= WHAT TO PRODUCE =
Give each record below again, without a single difference.

= THE DATA =
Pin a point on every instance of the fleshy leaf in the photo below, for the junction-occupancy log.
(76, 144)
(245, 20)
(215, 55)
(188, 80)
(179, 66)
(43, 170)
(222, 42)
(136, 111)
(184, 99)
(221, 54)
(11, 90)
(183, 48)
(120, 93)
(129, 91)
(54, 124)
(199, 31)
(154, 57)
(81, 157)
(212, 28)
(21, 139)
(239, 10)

= RESPONSE BOX =
Pin a point on every instance of the fleshy leaf in the photo below, for the junction-occupancy log.
(76, 144)
(245, 20)
(215, 55)
(188, 80)
(179, 66)
(43, 170)
(222, 42)
(136, 111)
(184, 99)
(221, 54)
(11, 90)
(183, 48)
(120, 93)
(129, 91)
(54, 124)
(199, 31)
(154, 57)
(81, 157)
(212, 28)
(21, 139)
(239, 10)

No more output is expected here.